*** SELECTED PASSAGE ***

Table Properties
These properties control the appearance of tables. They provide a more sophisticated way to control table borders and spacing than the HTML border and cellspacing attributes. Using the padding property within table cells also offers much greater flexibility than the HTML cellpadding attribute. The table-layout property makes it possible to fix the width of a table, overriding the default behavior of automatically expanding the table to accommodate the widest content. See Chapter 9 for a detailed description.
border-collapse
- Accepted values:
collapse,separate- Default:
separate- Inherited:
- Yes
Controls the way table and cell borders are handled. By default, the table and each cell have independent borders. Adjacent borders are merged by setting the value of this property to collapse. If the borders are of different widths, the wider one is applied. If both are the same width, the single width is used. For example, if a 2px border is adjacent to a 5px one, the resulting width is 5px; but if both borders are 2px wide, the resulting width is 2px. Example
border-spacing
- Accepted values:
- One or two sizes with a unit of measurement
- Default:
0- Inherited:
- Yes
Controls the spacing between table cells. A single value is applied to both horizontal and vertical spacing. If two values are supplied, the first one is applied to horizontal spacing, and the second to vertical spacing. Not supported by IE6 or IE7. Example
caption-side
- Accepted values:
top,bottom- Default:
top- Inherited:
- Yes
Controls whether the table caption is placed above or below the table. Not supported by IE6 or IE7. Example
empty-cells
- Accepted values:
show,hide- Default:
show- Inherited:
- Yes
If set to hide, turns off the display of borders and backgrounds associated with empty table cells. If all cells in a row are empty, the entire row is removed from the display when border-collapse is set to collapse. Not supported by IE6 or IE7.

*** End of SELECTED PASSAGE ***
*** DATA SUPPLIED ***

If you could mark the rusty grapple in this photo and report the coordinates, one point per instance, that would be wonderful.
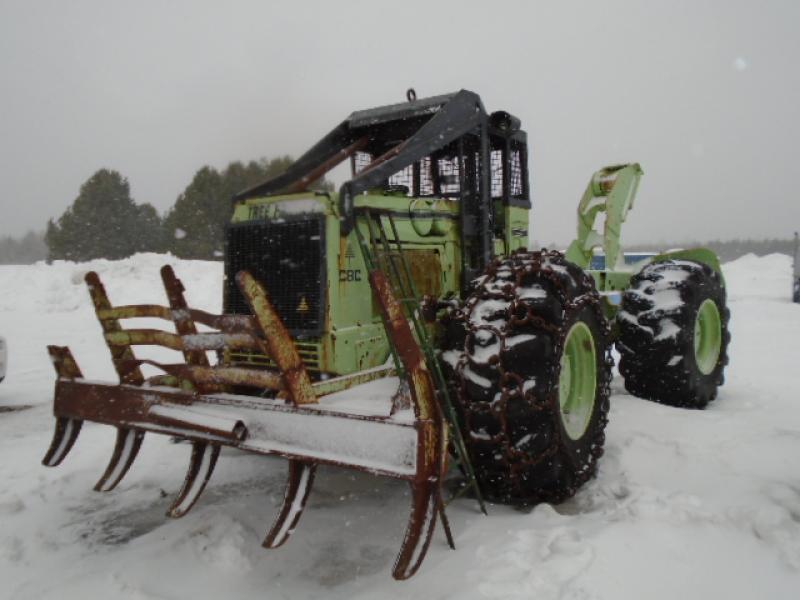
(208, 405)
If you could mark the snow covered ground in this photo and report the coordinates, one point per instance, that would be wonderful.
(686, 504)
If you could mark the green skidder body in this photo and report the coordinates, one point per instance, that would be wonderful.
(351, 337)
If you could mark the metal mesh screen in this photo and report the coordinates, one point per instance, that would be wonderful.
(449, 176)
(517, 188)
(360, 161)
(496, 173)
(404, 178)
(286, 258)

*** End of DATA SUPPLIED ***
*** DATA SUPPLIED ***

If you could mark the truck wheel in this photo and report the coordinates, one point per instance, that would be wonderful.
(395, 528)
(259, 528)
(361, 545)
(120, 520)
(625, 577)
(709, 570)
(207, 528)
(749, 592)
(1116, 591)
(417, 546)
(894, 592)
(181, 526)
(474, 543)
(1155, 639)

*** End of DATA SUPPLIED ***
*** DATA SUPPLIED ***

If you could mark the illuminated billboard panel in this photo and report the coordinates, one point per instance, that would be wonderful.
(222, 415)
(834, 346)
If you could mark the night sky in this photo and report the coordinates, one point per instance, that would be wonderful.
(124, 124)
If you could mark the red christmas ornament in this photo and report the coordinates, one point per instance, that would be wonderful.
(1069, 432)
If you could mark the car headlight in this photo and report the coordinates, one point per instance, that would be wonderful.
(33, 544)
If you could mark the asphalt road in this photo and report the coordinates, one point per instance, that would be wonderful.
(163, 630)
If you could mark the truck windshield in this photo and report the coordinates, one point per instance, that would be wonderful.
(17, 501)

*** End of DATA SUPPLIED ***

▸ PROBLEM REQUIREMENTS: Resume the table properties reference, picking up directly after its final sentence.

▸ RESULT:
Example demonstrating the use of empty-cells to hide the last three empty cells. This example also shows how border-spacing can be controlled differently on the horizontal and vertical axes, as well as moving the caption to the bottom of the table.
table-layout
- Accepted values:
auto,fixed- Default:
auto- Inherited:
- No
Determines whether a table automatically expands to accommodate oversized content. If set to fixed, the width of each column is set in the column definitions or the first row.
Example demonstrating what happens when table-layout is set to fixed, but nothing is done to compensate for oversized cells.
text-align
- Accepted values:
left,right,center,justify- Default:
leftfor languages written left to right- Inherited:
- Yes
Although this is principally a text property, it also controls the horizontal alignment of content in table cells.
vertical-align
- Accepted values:
top,middle,bottom,baseline- Default:
middle- Inherited:
- No
Controls the vertical alignment of content in table cells. See Chapter 9 for a definition of baseline as applied to tables. Examples, including a demonstration of the effect of using baseline.